Repeat the listing below word for word, with the pictures left out.

Source data:
#####

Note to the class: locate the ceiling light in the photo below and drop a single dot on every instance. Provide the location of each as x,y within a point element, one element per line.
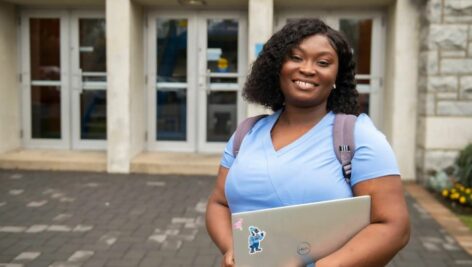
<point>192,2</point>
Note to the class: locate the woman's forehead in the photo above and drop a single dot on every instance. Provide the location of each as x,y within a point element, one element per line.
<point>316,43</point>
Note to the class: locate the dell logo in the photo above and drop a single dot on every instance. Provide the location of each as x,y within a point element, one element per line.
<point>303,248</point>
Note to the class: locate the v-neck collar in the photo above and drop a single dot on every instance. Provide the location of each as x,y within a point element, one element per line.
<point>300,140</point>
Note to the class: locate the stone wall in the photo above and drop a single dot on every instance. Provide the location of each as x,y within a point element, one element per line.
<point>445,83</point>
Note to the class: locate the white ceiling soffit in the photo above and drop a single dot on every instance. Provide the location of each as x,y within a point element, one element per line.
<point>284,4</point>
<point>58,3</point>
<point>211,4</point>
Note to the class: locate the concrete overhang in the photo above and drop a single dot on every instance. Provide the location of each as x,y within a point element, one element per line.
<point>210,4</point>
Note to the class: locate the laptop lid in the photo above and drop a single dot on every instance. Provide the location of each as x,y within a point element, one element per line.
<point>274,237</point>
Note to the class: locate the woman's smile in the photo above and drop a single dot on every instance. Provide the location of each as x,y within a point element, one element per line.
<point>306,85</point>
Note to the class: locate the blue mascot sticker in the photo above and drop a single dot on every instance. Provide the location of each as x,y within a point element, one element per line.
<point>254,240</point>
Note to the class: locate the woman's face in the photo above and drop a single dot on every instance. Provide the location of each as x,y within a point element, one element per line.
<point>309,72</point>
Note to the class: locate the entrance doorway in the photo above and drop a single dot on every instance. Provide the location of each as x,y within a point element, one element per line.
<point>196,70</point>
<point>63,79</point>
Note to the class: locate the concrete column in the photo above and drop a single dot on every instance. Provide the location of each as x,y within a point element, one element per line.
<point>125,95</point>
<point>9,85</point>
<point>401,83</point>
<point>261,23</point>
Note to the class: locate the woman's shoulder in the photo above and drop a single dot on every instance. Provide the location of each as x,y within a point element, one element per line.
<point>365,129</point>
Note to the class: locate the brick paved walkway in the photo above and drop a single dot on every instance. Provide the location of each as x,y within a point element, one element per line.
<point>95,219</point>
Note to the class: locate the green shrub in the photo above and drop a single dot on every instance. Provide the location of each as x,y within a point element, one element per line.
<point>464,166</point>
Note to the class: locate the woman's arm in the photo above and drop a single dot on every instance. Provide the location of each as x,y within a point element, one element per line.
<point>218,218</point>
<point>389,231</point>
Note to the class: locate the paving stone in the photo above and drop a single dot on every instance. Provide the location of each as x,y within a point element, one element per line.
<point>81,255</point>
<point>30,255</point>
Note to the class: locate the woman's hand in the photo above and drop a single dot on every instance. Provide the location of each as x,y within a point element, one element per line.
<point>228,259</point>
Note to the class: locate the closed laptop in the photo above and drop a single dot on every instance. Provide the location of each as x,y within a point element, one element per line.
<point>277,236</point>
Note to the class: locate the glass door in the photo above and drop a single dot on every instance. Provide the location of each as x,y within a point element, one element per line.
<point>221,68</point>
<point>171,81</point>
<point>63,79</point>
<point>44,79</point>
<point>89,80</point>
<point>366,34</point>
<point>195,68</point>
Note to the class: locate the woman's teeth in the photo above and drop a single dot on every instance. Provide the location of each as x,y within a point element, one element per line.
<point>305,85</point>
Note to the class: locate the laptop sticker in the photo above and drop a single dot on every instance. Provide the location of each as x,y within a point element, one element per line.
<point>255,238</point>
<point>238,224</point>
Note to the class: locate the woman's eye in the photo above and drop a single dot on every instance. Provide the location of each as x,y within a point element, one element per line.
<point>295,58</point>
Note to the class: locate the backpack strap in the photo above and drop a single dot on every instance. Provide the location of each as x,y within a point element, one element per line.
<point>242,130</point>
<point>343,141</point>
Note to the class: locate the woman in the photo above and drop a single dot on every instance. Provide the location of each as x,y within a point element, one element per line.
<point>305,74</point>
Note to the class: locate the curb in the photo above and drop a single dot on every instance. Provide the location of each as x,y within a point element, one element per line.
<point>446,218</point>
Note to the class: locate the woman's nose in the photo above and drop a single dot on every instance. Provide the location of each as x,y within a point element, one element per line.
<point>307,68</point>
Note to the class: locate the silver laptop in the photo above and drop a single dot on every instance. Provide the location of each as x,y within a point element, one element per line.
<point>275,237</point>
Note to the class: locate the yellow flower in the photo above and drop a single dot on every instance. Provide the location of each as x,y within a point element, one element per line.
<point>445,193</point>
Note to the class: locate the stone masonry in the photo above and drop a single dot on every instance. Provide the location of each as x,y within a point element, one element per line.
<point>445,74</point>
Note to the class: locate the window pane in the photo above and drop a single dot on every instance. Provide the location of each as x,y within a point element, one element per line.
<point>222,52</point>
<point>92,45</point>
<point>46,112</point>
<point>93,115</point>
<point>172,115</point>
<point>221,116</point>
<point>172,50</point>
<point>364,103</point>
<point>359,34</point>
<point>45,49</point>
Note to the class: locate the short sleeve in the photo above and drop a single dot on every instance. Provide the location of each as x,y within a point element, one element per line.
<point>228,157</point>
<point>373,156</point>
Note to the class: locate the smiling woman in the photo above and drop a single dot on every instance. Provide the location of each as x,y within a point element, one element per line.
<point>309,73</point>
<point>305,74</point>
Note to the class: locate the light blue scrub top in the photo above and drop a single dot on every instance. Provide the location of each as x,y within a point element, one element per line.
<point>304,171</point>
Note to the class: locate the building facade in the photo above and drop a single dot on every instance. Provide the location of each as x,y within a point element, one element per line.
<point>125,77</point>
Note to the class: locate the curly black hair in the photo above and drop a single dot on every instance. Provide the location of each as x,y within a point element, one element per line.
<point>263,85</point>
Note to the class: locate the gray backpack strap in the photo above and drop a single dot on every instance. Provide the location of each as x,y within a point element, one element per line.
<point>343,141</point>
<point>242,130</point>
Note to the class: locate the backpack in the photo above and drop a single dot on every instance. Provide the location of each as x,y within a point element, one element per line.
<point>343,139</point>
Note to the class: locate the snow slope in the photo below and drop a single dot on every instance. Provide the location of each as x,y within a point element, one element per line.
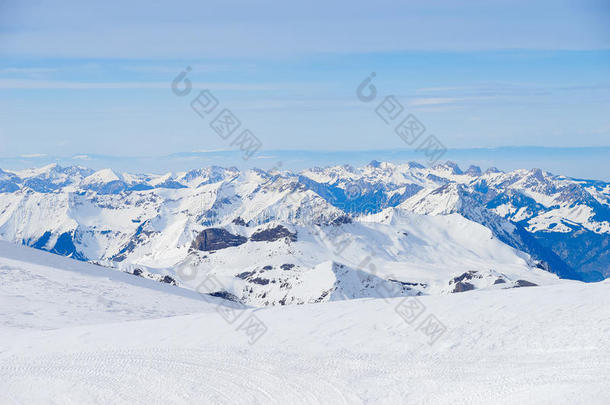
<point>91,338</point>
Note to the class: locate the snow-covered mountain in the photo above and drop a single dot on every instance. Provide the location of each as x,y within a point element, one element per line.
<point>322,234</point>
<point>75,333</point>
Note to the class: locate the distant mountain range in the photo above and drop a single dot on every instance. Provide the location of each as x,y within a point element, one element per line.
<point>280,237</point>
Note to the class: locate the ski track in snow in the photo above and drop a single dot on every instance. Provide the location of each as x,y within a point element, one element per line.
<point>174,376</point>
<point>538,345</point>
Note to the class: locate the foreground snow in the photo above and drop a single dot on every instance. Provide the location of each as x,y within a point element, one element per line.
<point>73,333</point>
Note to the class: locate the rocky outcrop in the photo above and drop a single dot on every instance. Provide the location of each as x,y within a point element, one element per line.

#####

RESPONSE TO THIS EXERCISE |
Note to the class: locate the ceiling light in the photo below and drop a single dot on every instance. Provide the location of each as x,y within a point element, one element per line.
<point>192,2</point>
Note to the class: locate the woman's forehead in the photo above and drop a single dot on every instance. Provide the location of each as x,y within a point element, one element per line.
<point>316,43</point>
Note to the class: locate the dell logo in the photo above and drop a single dot on every instance. Provide the location of each as x,y within a point element, one element per line.
<point>303,248</point>
Note to the class: locate the v-neck collar in the photo above and drop a single dot on every instance. Provide the location of each as x,y within a point element, one element per line.
<point>300,140</point>
Note to the class: locate the stone wall in the photo above and drop a single dot on every instance. Provide the location of each as x,y within a point element, one element per line.
<point>445,83</point>
Note to the class: locate the white ceiling soffit in the photo above and drop a single dot on every instance. Provide the location of each as x,y within a point element, one element per line.
<point>284,4</point>
<point>58,3</point>
<point>211,4</point>
Note to the class: locate the concrete overhang in the photo above and drop a single dot on every instance. Provide the location of each as x,y within a point element, one element per line.
<point>210,4</point>
Note to the class: locate the laptop lid in the photo above and drop a single dot on every instance. Provide the location of each as x,y within a point element, one element per line.
<point>274,237</point>
Note to the class: locate the woman's smile in the photo above and drop a single dot on every instance. Provide the location of each as x,y within a point element, one element per line.
<point>306,85</point>
Note to the class: locate the blue mascot sticker in the photo above and drop a single dot on every instance. Provide the location of each as x,y within a point element, one element per line.
<point>254,240</point>
Note to the class: locate the woman's face in the photo above and drop a single dot on every instance. Provide the location of each as x,y within a point element, one element per line.
<point>309,72</point>
Note to the class: locate the entrance doorway in the photo above and drop a single dot on every instance. Provide the location of each as x,y within a point element, one element per line.
<point>196,70</point>
<point>63,79</point>
Note to the class: locate the concrete column in the photo above and drop a single dot on every instance. Provide the location of each as x,y within a point element, one element per line.
<point>125,95</point>
<point>9,85</point>
<point>401,83</point>
<point>261,23</point>
Note to the class: locate the woman's shoulder in the photo above and drop a single dot on every instance. Provide the location of each as x,y within a point element, one element per line.
<point>365,129</point>
Note to the class: locate the brick paved walkway in the photo above and drop a single dot on every instance. Provide the location of each as x,y within a point element, one element per line.
<point>95,219</point>
Note to the class: locate the green shrub in the photo above and drop a single dot on every instance. Provide the location of each as x,y within a point element, one element per line.
<point>464,166</point>
Note to the class: locate the woman's arm in the photo above and drop a single dot on every instance. Provide the location of each as x,y within a point element, one element per line.
<point>218,218</point>
<point>389,231</point>
Note to the class: locate the paving stone in the photo above and drop a single dot on every instance. Provide the location of each as x,y within a point element, one element per line.
<point>81,255</point>
<point>30,255</point>
Note to the class: locate the woman's hand in the photo above and drop a single dot on every instance. Provide the location of each as x,y within a point element, one element per line.
<point>228,259</point>
Note to the class: locate the closed laptop in the photo above and drop a single dot on every instance. Provide the location of each as x,y within a point element, one element per line.
<point>277,236</point>
Note to the class: locate the glass door in the photo above and drop a single dot on every instance. Provide the location of each as x,y within a point element, one element per line.
<point>221,68</point>
<point>171,81</point>
<point>63,79</point>
<point>44,79</point>
<point>89,80</point>
<point>366,34</point>
<point>195,68</point>
Note to the class: locate the woman's teeth in the photo above and drop a single dot on every instance. Provide the location of each as x,y within a point element, one element per line.
<point>305,85</point>
Note to the class: locate the laptop sticker in the photo above and drop a single dot on every instance. Provide the location of each as x,y within a point element, one element per line.
<point>255,238</point>
<point>238,224</point>
Note to the class: locate the woman's eye in the photo above and drop a single dot on every instance. Provide the location of each as x,y within a point element, one element per line.
<point>295,58</point>
Note to the class: locate the backpack strap in the photo above and drop a single dot on every instance. Provide the location of each as x,y within a point element, one element per line.
<point>242,130</point>
<point>343,141</point>
Note to the class: locate the woman in the photo above and drop a single dot on every instance. Provide the location of each as x,y within a point element, one element per line.
<point>305,74</point>
Note to the class: locate the curb in the photo above and drop a single dot on every instance. Provide the location of each as x,y within a point element, one element per line.
<point>446,218</point>
Note to the class: locate the woman's nose in the photo above and drop a single dot on every instance. Provide the location of each as x,y within a point element, one element per line.
<point>307,68</point>
Note to the class: locate the silver laptop in the photo above and drop a single dot on every instance. Provide the location of each as x,y within a point element, one element per line.
<point>275,237</point>
Note to the class: locate the yellow flower in the photo above and drop a single dot on every instance. Provide the location of each as x,y within a point element, one element per line.
<point>445,193</point>
Note to the class: locate the stone masonry in the photo above and drop a single dot on every instance. Provide the location of each as x,y within a point element, one element per line.
<point>445,74</point>
Note to the class: locate the window pane in the photo above and drop a single dot on every instance. Provide the location of each as x,y within a point element, one element per line.
<point>222,52</point>
<point>92,45</point>
<point>46,112</point>
<point>93,115</point>
<point>172,115</point>
<point>221,116</point>
<point>172,50</point>
<point>364,103</point>
<point>359,34</point>
<point>45,49</point>
Note to the class: locate the short sleeve in the photo above and drop a single dot on every instance. Provide the location of each as x,y within a point element, one element per line.
<point>228,157</point>
<point>373,156</point>
Note to the class: locate the smiling woman in the photo above and drop a single dot on every instance. Provide the location of each as x,y within a point element, one element per line.
<point>309,73</point>
<point>305,74</point>
Note to the class: locate the light blue scrub top in the photo above and drop a single dot on every instance. Provide the location of each as x,y within a point element, one element per line.
<point>304,171</point>
Note to the class: locate the building facade in the photo above and drop a single dot on every instance. Provide the location of each as x,y within a point element, one element per line.
<point>125,77</point>
Note to the class: locate the curly black hair in the photo above and drop a single dot on every instance. Provide the location of each as x,y within a point element, one element per line.
<point>263,85</point>
Note to the class: locate the gray backpack strap in the photo above and drop a single dot on every instance. Provide the location of each as x,y within a point element, one element per line.
<point>343,141</point>
<point>242,130</point>
Note to the class: locate the backpack in the photo above and drop a single dot on every instance. Provide the location of each as x,y within a point element, one element per line.
<point>343,139</point>
Note to the class: locate the snow slope in the photo below and drop a single dot on every instance. Provide the location of each as x,y within a point element, one element per line.
<point>91,338</point>
Note to the class: locate the snow-covered mountain in the photo above and drop a single dot on every instance. Provide the location of each as x,y within a point element, one element per line.
<point>322,234</point>
<point>75,333</point>
Note to the class: locate the distant mountain range in the photo above and drop a single dot on every instance. Provide the location of each as x,y within a point element, one element per line.
<point>280,237</point>
Note to the class: locate the ski track in snow in the photo above and drop a single dot on every instance. Provide the location of each as x,y within a point element, one element per line.
<point>174,376</point>
<point>538,345</point>
Note to the class: locate the foreground snow in the photo above and drop a single dot on every instance. Provide the location of each as x,y within a point element, one element per line.
<point>73,333</point>
Note to the class: locate the rocky outcrop in the photo above and drop a single dot on every instance. Provide the location of each as x,y within a point element, one element per line.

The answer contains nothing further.